* PROBLEM DESCRIPTION
Your copy should hold every record verbatim and none of the pictures.

* RECORDS SHOWN
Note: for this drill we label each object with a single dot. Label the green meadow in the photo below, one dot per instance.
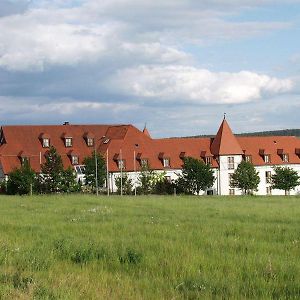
(155, 247)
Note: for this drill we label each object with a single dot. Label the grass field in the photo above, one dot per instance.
(83, 247)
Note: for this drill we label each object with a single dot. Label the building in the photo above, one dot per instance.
(126, 147)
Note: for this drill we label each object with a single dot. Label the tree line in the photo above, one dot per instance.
(196, 177)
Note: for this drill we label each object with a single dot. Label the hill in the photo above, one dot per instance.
(282, 132)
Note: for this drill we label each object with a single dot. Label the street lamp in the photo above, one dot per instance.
(134, 168)
(96, 169)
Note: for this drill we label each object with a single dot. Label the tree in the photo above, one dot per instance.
(68, 183)
(245, 177)
(20, 181)
(147, 179)
(285, 179)
(127, 185)
(52, 170)
(164, 187)
(196, 176)
(90, 170)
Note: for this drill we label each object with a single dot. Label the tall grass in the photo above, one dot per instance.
(83, 247)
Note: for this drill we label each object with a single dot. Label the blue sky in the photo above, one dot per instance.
(176, 65)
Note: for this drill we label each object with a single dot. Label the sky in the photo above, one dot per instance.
(175, 65)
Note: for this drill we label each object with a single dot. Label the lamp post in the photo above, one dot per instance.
(121, 166)
(96, 169)
(134, 171)
(107, 173)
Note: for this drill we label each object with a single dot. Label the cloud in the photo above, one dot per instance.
(190, 84)
(69, 33)
(11, 7)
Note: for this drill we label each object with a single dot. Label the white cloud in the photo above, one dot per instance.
(55, 33)
(197, 85)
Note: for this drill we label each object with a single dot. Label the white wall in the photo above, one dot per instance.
(262, 187)
(223, 174)
(2, 176)
(173, 173)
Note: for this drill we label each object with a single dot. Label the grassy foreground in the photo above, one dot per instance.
(83, 247)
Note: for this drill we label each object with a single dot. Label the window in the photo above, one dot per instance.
(80, 169)
(231, 192)
(285, 157)
(208, 160)
(75, 160)
(166, 162)
(230, 162)
(24, 160)
(230, 179)
(144, 162)
(248, 158)
(267, 158)
(121, 164)
(268, 177)
(68, 142)
(46, 143)
(90, 142)
(168, 178)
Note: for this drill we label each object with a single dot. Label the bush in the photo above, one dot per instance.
(127, 185)
(164, 187)
(21, 181)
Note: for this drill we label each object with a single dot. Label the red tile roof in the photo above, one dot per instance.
(271, 145)
(26, 141)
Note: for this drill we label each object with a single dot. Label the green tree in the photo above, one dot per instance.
(127, 185)
(21, 181)
(147, 179)
(51, 173)
(245, 177)
(285, 178)
(164, 187)
(196, 176)
(90, 170)
(68, 183)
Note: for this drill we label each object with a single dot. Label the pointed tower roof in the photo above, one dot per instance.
(225, 143)
(146, 132)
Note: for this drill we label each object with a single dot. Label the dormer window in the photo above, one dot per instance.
(285, 157)
(208, 160)
(230, 162)
(46, 142)
(24, 160)
(75, 159)
(68, 142)
(248, 158)
(166, 162)
(144, 162)
(121, 164)
(267, 158)
(89, 139)
(90, 142)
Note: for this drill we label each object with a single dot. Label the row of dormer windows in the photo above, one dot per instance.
(68, 141)
(267, 158)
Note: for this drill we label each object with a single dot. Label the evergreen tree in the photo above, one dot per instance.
(52, 172)
(285, 179)
(196, 176)
(90, 170)
(127, 185)
(245, 177)
(21, 181)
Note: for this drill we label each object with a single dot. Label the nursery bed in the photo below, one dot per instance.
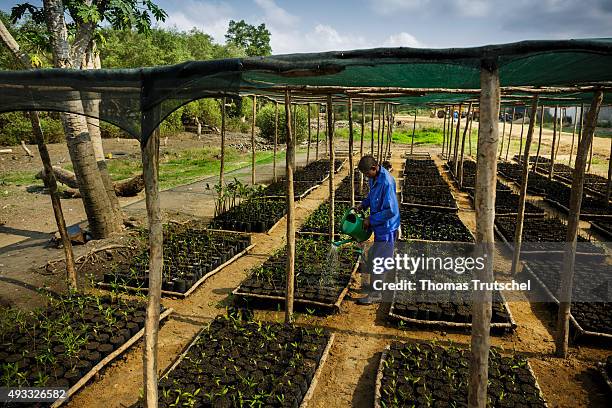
(258, 376)
(425, 374)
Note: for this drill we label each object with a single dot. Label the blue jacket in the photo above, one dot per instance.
(382, 202)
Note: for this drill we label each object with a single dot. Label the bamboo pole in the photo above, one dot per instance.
(510, 132)
(467, 120)
(501, 150)
(573, 219)
(289, 164)
(276, 140)
(330, 132)
(309, 136)
(150, 166)
(456, 151)
(520, 216)
(522, 131)
(551, 171)
(535, 162)
(569, 162)
(318, 129)
(372, 130)
(486, 177)
(222, 159)
(444, 133)
(413, 131)
(253, 140)
(351, 164)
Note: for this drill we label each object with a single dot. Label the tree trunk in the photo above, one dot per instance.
(573, 219)
(518, 233)
(276, 141)
(253, 140)
(551, 171)
(510, 132)
(351, 164)
(535, 162)
(289, 163)
(467, 119)
(330, 133)
(150, 165)
(486, 177)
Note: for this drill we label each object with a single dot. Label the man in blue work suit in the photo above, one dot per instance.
(384, 217)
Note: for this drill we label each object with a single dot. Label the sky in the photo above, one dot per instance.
(326, 25)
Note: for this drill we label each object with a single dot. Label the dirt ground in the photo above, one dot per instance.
(362, 332)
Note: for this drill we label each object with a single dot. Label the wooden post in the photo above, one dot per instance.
(456, 151)
(289, 164)
(222, 159)
(253, 140)
(463, 144)
(569, 162)
(551, 171)
(444, 133)
(501, 150)
(573, 219)
(535, 162)
(318, 130)
(510, 132)
(150, 167)
(413, 131)
(308, 148)
(486, 178)
(372, 130)
(520, 216)
(276, 141)
(532, 117)
(351, 164)
(51, 184)
(330, 132)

* SOLUTION FOR THIS PROBLEM
Note: for this drill we label each object with a single dot. Label the green meadow in the photo below, one dot per instance.
(155, 247)
Note: for this drill we label each object with a single dot. Label the grass field in the photo above, one dot per instance.
(83, 247)
Note: for this drill we label each object with a single dot. Label the building in the photo above, one dot per instance.
(126, 147)
Note: for this drill we label each object with a single dot. Label the tree line in the photo above, one dot per instance.
(196, 177)
Note: for this drill we label each object with a single dot. Label the hill in the photo above, one dot per instance.
(282, 132)
Note: for this drill we label each object with a single dot. Label the street lamp in the photo above, one dot per instance.
(134, 168)
(96, 169)
Note: for this drill we label each object with a single dot. Label the tree in the photo above, one dot per instance.
(68, 183)
(245, 177)
(20, 181)
(147, 179)
(285, 179)
(127, 185)
(52, 170)
(164, 187)
(196, 176)
(90, 170)
Note: for this drill we label each object with a single dot. Label the tall grass in the photo above, one dot per instance.
(83, 247)
Note: for this drill we label each object with a single dot. Label the blue sky in the photo above, one dot per instance.
(176, 65)
Note: for this drill we label each object with a single dot. Label the sky in the photo above, one dot per instance.
(175, 65)
Note: for this drill we label each object with a single dot. Label the lamp post in the photo above, one dot per instance.
(121, 166)
(96, 169)
(134, 171)
(107, 173)
Note: for this drill we label each object with a single dot. Label the cloud in the photo above, one dot per instance.
(190, 84)
(69, 33)
(11, 7)
Note: for this drill we label each object with a single dot. Label the white cloud in the photo above, one dot per instance.
(55, 33)
(197, 85)
Note: for this drill we label each object with a single dot. Label the white wall in the photo above, one dot per instance.
(262, 187)
(223, 174)
(2, 176)
(173, 173)
Note: for this drill we label each object with a single dot. Label the grassy foreground in the photo above, one dot per instance.
(83, 247)
Note: for this drill we label each object with a single dot. Label the window in the photo above, one dot per instance.
(80, 169)
(231, 192)
(285, 157)
(208, 160)
(75, 160)
(166, 162)
(230, 162)
(24, 160)
(230, 179)
(144, 162)
(248, 158)
(267, 158)
(121, 164)
(268, 177)
(68, 142)
(46, 143)
(90, 142)
(168, 178)
Note: for this drill we label each object with a single dot. Label the bush in the photo above, one dot per instance.
(127, 185)
(164, 187)
(21, 181)
Note: for this drill we label each object with a single dot. Label the red tile roof in the photo above, one dot per instance.
(271, 145)
(26, 141)
Note: for this drill we label each object with a single dot. Label the green tree in the photo above, one dot per instance.
(127, 185)
(21, 181)
(147, 179)
(51, 173)
(245, 177)
(285, 178)
(164, 187)
(196, 176)
(90, 170)
(68, 183)
Note: for this drill we label each object with a single dot. Label the pointed tower roof in the photo above, one dot per instance.
(225, 143)
(146, 132)
Note: for this drill we label each object with a single dot. Label the dormer window in the photo above, one dot per instance.
(285, 157)
(208, 160)
(230, 162)
(46, 142)
(24, 160)
(75, 159)
(68, 142)
(248, 158)
(166, 162)
(144, 162)
(121, 164)
(267, 158)
(89, 139)
(90, 142)
Note: for this drill we label each object with a single dot. Label the row of dormer windows in the photo above, one dot per instance.
(68, 141)
(267, 158)
Note: for this drill we label each object with a single dot. Label the evergreen tree in the photo above, one dot per instance.
(52, 172)
(285, 179)
(196, 176)
(90, 170)
(127, 185)
(245, 177)
(21, 181)
Note: for this drill we label each object with a single dot. Label the nursery bed in the photo below, one dot per instance.
(258, 376)
(425, 374)
Note: for this drill we label each object with a single dot. Label the blue jacket in the photo above, one dot per instance.
(382, 202)
Note: for this drill we label each object with a single dot. Label the bamboo pole in the photo above, one dot per instance.
(510, 132)
(467, 120)
(501, 150)
(573, 219)
(289, 164)
(276, 140)
(330, 132)
(309, 136)
(150, 166)
(456, 151)
(520, 216)
(522, 131)
(551, 171)
(535, 162)
(569, 162)
(318, 129)
(372, 130)
(486, 177)
(222, 159)
(444, 133)
(413, 131)
(253, 140)
(351, 164)
Note: for this drill we label each object with a single dot. Label the tree trunk in the photo above, one dot per instance.
(573, 219)
(518, 233)
(276, 141)
(253, 140)
(551, 171)
(510, 132)
(351, 164)
(535, 162)
(289, 163)
(467, 119)
(330, 133)
(150, 165)
(486, 177)
Note: for this drill we label each object with a single dot. Label the man in blue work suit in the photo above, one dot per instance.
(384, 217)
Note: for this drill we label each object with a single dot. Label the sky in the photo above, one dot per instance.
(326, 25)
Note: for this drill we label each object with a single dot. Label the dirt ground in the photo above, one dot per instance.
(362, 332)
Note: for this drill we label each object with a single dot. Label the wooden post in the photo above, one dot per instance.
(456, 151)
(289, 164)
(222, 159)
(253, 140)
(463, 144)
(569, 162)
(551, 171)
(444, 133)
(501, 150)
(573, 219)
(535, 162)
(318, 130)
(510, 132)
(150, 167)
(413, 131)
(308, 148)
(486, 178)
(372, 130)
(520, 216)
(276, 141)
(532, 117)
(351, 164)
(51, 184)
(330, 132)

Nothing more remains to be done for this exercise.